[Problem description] Can you print every record below exactly as written?

-- Data in this exercise start --

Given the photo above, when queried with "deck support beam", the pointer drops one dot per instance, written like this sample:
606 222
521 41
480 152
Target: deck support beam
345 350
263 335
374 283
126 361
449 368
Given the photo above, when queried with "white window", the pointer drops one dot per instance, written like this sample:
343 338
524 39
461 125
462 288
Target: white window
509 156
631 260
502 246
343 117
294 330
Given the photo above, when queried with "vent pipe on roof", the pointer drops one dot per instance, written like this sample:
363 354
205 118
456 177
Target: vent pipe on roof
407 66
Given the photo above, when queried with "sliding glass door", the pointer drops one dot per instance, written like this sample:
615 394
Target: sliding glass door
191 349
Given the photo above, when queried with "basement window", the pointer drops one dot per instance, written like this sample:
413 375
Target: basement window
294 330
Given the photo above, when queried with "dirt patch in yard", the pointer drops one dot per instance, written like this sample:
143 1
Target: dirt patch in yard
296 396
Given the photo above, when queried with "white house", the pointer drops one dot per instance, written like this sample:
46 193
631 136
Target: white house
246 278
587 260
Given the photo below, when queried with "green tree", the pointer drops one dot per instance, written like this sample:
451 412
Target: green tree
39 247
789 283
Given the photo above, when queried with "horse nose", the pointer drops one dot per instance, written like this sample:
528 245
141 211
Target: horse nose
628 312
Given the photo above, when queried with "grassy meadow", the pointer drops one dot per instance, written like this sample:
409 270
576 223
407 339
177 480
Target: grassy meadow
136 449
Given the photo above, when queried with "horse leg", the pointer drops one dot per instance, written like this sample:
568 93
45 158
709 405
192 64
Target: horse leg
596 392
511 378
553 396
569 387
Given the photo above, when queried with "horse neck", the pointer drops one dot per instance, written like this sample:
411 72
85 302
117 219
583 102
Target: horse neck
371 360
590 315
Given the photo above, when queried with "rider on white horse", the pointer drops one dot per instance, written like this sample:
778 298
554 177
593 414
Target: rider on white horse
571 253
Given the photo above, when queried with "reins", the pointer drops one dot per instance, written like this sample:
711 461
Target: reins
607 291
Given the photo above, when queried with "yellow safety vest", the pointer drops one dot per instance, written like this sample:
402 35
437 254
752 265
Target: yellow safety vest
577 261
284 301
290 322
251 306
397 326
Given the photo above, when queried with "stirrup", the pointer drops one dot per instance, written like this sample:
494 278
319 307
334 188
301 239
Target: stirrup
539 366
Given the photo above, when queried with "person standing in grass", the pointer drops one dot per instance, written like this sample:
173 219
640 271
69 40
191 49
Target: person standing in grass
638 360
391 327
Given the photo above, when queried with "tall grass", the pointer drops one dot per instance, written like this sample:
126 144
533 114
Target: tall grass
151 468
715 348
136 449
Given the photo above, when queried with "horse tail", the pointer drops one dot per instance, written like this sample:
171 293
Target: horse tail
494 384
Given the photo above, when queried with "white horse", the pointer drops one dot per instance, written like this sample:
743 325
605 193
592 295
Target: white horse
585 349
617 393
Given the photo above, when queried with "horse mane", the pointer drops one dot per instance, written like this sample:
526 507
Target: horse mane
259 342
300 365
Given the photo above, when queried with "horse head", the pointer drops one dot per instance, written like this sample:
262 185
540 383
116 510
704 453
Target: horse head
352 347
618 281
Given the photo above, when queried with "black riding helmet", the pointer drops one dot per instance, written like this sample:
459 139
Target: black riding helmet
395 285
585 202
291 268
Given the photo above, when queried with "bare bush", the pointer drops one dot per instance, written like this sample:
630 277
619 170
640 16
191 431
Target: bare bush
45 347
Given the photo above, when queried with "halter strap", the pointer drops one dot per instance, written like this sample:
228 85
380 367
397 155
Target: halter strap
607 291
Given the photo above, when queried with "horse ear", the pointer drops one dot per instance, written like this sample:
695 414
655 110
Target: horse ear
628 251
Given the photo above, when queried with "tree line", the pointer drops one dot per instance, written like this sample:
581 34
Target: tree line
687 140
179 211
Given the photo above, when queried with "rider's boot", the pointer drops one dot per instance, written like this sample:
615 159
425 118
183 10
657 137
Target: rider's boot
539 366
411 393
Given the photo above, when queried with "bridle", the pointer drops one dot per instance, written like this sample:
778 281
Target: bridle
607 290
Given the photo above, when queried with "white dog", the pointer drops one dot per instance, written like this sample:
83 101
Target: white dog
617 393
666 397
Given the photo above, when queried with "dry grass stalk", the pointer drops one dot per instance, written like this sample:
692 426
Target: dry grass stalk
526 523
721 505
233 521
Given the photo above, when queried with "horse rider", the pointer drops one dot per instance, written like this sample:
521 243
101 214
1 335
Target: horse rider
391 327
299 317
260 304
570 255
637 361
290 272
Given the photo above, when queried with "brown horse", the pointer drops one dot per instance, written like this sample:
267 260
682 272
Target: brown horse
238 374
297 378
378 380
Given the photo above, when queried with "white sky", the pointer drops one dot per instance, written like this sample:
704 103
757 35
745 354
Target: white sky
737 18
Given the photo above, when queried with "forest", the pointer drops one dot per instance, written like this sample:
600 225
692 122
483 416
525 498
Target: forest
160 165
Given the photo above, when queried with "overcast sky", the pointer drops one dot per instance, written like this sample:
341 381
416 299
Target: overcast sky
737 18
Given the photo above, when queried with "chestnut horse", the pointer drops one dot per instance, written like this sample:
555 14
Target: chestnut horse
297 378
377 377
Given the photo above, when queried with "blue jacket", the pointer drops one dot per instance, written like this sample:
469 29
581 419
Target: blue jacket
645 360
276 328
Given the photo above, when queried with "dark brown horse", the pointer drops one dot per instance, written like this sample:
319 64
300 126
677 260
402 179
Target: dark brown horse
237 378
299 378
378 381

-- Data in this exercise end --

[Exercise answer]
Given the photo above, when queried with "deck support beam", the pointer drops one dot per instance, written like this sample:
606 222
521 41
480 152
Target: deck support beam
345 350
263 335
374 283
126 361
449 368
Given the photo above, when queried with "white window", the pointer drops one dot per instance, written like this sample:
343 338
524 39
461 125
462 288
Target: white window
509 156
631 260
502 246
343 117
294 330
Given the photo above, when queried with "vent pipe on roof", the pointer drops one dot per instance, written like this sample:
363 354
205 118
456 177
Target: vent pipe on roof
407 66
Given the photo above, when queried with "sliding glass door", the pointer drops one dot per instance, written like this sample:
615 394
Target: sliding glass door
191 349
Given the photo above, when queried with "basement window", the pointer drops one dot per instance, written like this sample:
413 375
Target: basement window
294 330
Given the photo above, when queried with "dirt patch in yard", the pointer drops one dot per instance, written like this sample:
143 1
Target: dirt patch in yard
296 396
Given the photo above, when queried with "white house", the pointer drops one dot per instance, written like this sample:
46 193
631 136
Target: white house
246 278
587 260
Given the photo below, when queried with "green tree", the pointer drops one dot per instance, written like this sample:
451 412
Target: green tree
39 247
789 283
Given the photo above, when queried with "horse nose", the pointer drops one dot per instance, written like this sample:
528 245
141 211
Target: horse nose
628 312
Given the photo above, when queried with "grassy meadow", the pointer drops one dot per instance, written like this sample:
409 270
576 223
407 339
177 480
Target: grassy meadow
136 449
Given the photo above, when queried with "horse leg", the pointer drops one dot per instance, written like this sample:
568 93
45 158
709 405
192 64
Target: horse leg
596 392
511 378
553 396
569 387
Given the photo above, when queried with "horse neck", the pointer drops one dot per instance, written like this sample:
411 72
85 302
117 219
583 102
Target: horse neck
371 360
590 315
Given the photo above, when queried with "rider on white horse", the pointer drops one dot per instance, written like this sample:
778 298
554 177
593 414
Target: rider on white horse
571 253
Given the photo above, when queried with "reins", the pointer drops one dot per instance, written like this sample:
711 461
Target: reins
607 291
Given the photo above, when queried with "yellow safety vest", the pointer drops one dot per instance, written like this sample:
402 35
437 254
752 265
Target: yellow safety vest
577 261
284 301
290 322
251 306
397 326
Given the photo above, when queried with "stirrup", the pointer drops one dot per instance, written like this sample:
494 278
319 307
334 188
301 239
Target: stirrup
539 366
Given the photo above, when queried with "person standing in grass", the pointer drops one dot per instance, written like this sample:
173 219
640 271
69 40
191 49
Target: person standing in grass
638 360
391 327
Given the photo above, when queried with "tall grass", the pointer drops one dot per instance, written like this sample:
126 144
533 114
Target: tall grass
151 468
715 348
136 449
Given the photo above, when queried with "horse tail", the pointer drops one dot per instance, written like this sample:
171 293
Target: horse tail
494 384
Given the photo above, when queried with "white horse", the pointer drops one dot per instance, written like this sample:
743 325
605 193
592 295
Target: white horse
585 349
617 393
Given the photo above, when queried with "horse mane", the pointer drops one dot per instance, written like this sample:
526 507
Target: horse mane
259 342
300 365
Given the photo above, when queried with "horse head", the pointer drops one dot per instance, written like this sample:
262 185
540 383
116 510
704 453
Target: horse head
352 347
618 281
Given the photo above, when queried with "black riding helmet", the pointer drops one dot per instance, written like this sample:
459 139
Target: black riding helmet
395 285
585 202
291 268
Given the photo above, when queried with "bare bush", the pointer drops one dot per instance, written like this sample:
630 277
619 170
640 16
191 431
Target: bare bush
45 347
Given the photo above, when queried with "halter strap", the pointer drops one dot per instance, written like this sample:
228 85
380 367
397 155
Target: halter strap
607 291
Given the photo above, when queried with "horse ear", the pointer drops one dot per instance, written like this sample:
695 414
655 110
Target: horse ear
628 251
Given the photo above, when queried with "tree line", the pointer drops one dot per instance, written like this sample:
581 34
Target: tree line
687 140
179 211
Given the photo above, when queried with "rider's boot", the pointer drops one dot per instance, written like this sample:
615 159
425 118
183 10
657 137
Target: rider's boot
539 366
411 393
Given the photo above, when queried with "bridle", the pointer drops one dot per instance, written like this sample:
778 281
Target: bridle
607 290
Given the photo above, when queried with "white dog", the pointer drops one dot per instance, written like this sample:
83 101
Target: white dog
617 393
666 397
Given the photo above, when queried with "dry grass stalk", the pointer drops one dot per instance, written like this sample:
692 426
Target: dry grass stalk
526 523
721 505
233 521
Given the photo above, when queried with "horse rider", the pointer drops one dot per instance, written like this sample:
521 243
101 214
1 335
Target: horse rider
391 327
299 317
260 304
570 255
637 361
290 272
Given the photo above, when queried with "brown horse", the pointer drops one dot per instance, written like this sample:
267 260
682 272
Target: brown horse
238 374
297 378
378 380
Given the photo above, when queried with "white sky", the pointer drops one dot per instance, written like this sample:
704 103
757 35
745 354
Target: white sky
737 18
Given the photo above, when queried with "forest", the pointer drops one dot per instance, written like this sample:
600 225
692 122
483 416
525 498
Target: forest
160 165
Given the photo above, when queried with "overcast sky", the pointer drops one dot per instance, written like this sample:
341 381
416 299
Target: overcast sky
737 18
Given the photo above, when queried with "chestnut horse", the pointer drops one dot per instance, written like this sample:
555 14
Target: chestnut horse
297 378
377 377
Given the photo above, when queried with "blue jacket", the pointer drops one dot per instance, written like this sample:
469 29
581 419
Target: blue jacket
645 360
276 328
Given the photo above, when queried with "dark brown horse", the pointer drops one dot per instance, written like this sample:
319 64
300 126
677 260
402 179
Target: dark brown horse
237 378
299 378
378 381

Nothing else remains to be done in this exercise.